## THE TASK:
Retype every item below without changing a single character.

# start of EXERCISE DATA

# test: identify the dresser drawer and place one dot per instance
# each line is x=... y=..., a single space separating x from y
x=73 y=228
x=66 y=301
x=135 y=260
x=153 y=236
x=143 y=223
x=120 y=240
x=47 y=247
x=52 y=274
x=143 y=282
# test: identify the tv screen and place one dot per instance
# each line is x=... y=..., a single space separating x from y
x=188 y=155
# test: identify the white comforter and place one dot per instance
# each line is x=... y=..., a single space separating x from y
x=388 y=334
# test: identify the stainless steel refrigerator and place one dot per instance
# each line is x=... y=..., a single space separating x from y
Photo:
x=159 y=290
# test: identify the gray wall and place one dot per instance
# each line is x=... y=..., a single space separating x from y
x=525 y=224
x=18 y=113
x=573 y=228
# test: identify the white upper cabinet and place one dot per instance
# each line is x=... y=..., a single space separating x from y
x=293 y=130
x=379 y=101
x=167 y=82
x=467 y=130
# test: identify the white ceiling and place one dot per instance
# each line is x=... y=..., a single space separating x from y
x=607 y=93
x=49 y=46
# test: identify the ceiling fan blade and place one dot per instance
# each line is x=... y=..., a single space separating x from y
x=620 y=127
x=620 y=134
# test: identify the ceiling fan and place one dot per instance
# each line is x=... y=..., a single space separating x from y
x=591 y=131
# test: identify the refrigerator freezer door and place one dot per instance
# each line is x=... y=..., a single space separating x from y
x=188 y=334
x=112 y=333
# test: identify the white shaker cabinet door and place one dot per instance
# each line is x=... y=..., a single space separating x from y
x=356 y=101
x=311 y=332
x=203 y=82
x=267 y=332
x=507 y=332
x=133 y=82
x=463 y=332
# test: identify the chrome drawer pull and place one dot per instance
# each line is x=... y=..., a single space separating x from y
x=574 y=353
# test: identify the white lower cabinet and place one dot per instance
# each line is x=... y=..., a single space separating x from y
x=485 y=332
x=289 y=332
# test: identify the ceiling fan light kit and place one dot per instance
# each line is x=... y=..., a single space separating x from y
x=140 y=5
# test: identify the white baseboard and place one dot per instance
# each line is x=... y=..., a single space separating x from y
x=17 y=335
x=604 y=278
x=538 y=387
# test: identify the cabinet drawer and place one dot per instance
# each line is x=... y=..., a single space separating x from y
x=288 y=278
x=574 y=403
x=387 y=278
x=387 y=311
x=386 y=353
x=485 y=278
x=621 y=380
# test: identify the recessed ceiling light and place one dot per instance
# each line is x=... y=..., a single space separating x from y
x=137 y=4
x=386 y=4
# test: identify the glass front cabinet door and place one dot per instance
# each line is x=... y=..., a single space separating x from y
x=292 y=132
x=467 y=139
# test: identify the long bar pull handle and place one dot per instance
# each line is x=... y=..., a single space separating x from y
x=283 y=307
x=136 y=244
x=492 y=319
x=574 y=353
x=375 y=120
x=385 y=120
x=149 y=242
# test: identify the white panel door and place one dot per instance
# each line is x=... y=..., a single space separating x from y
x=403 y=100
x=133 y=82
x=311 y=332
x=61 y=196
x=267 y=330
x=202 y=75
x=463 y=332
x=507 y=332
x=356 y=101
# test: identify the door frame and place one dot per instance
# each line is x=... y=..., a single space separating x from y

# end of EXERCISE DATA

## THE OUTPUT:
# test: identify the dresser drawer and place one dot per instance
# each line is x=... y=..., a single space separating x from y
x=73 y=228
x=66 y=301
x=135 y=260
x=153 y=236
x=143 y=223
x=120 y=240
x=47 y=247
x=52 y=274
x=143 y=282
# test: identify the tv screen and place one dot per instance
# each line is x=... y=..., a single space separating x from y
x=188 y=155
# test: identify the white comforter and place one dot per instance
# each line is x=... y=..., a single space separating x from y
x=388 y=334
# test: identify the stainless steel refrigerator and place one dot per instance
# each line is x=... y=..., a single space separating x from y
Photo:
x=159 y=290
# test: identify the gray wall and place one dot per instance
# each line is x=... y=..., a single space separating x from y
x=525 y=224
x=18 y=113
x=573 y=228
# test: identify the white upper cabinet and place one dot per instance
# each line is x=... y=..., a single space separating x from y
x=293 y=130
x=379 y=101
x=167 y=82
x=467 y=130
# test: identify the white ceiling and place one dot per instance
# each line is x=... y=..., a single space separating x from y
x=607 y=93
x=49 y=46
# test: identify the ceiling fan blade and place one dot per instance
# each line is x=... y=..., a single space separating x from y
x=620 y=127
x=620 y=134
# test: identify the ceiling fan and place one dot per instance
# each line is x=... y=..., a single space separating x from y
x=591 y=131
# test: identify the refrigerator freezer door and place one dot per instance
# each line is x=... y=..., a single space separating x from y
x=188 y=334
x=112 y=333
# test: identify the white shaker cabinet door and place one dot per instance
# each line is x=... y=..., a single space separating x from y
x=356 y=101
x=311 y=332
x=203 y=82
x=267 y=332
x=507 y=332
x=133 y=82
x=463 y=332
# test: identify the chrome drawer pull and place one dot per instance
# each line is x=... y=..., a single space separating x from y
x=574 y=353
# test: identify the white lower cabinet and place one dot per instance
# each line is x=... y=..., a single space separating x from y
x=485 y=332
x=289 y=332
# test: identify the ceiling fan light kit and place one dot per instance
# each line is x=... y=..., a single space separating x from y
x=140 y=5
# test: identify the white baseboard and place one dot per instance
# each line is x=... y=..., a single space separating x from y
x=17 y=335
x=604 y=278
x=538 y=387
# test: identify the cabinet drawer and place one dot per instance
# each line is x=... y=..., a single space separating x from y
x=288 y=278
x=574 y=403
x=387 y=278
x=387 y=311
x=386 y=353
x=485 y=278
x=621 y=380
# test: identify the recessed ceiling light and place one dot per instance
# each line is x=... y=..., a single space separating x from y
x=137 y=4
x=386 y=4
# test: identify the glass front cabinet door and place one dot per instance
# each line is x=... y=..., a single space separating x from y
x=292 y=132
x=467 y=139
# test: identify the long bar pull handle and place one dot per instance
# each line is x=... y=..., a single space separating x from y
x=283 y=307
x=136 y=244
x=492 y=319
x=574 y=353
x=375 y=120
x=385 y=120
x=149 y=242
# test: identify the white panel door and place one dot per instance
# each line is x=... y=..., a single space separating x from y
x=403 y=100
x=133 y=82
x=311 y=332
x=61 y=196
x=267 y=330
x=202 y=75
x=463 y=332
x=507 y=332
x=356 y=101
# test: identify the door frame and place one dot per instance
# each line is x=... y=..., a single space separating x from y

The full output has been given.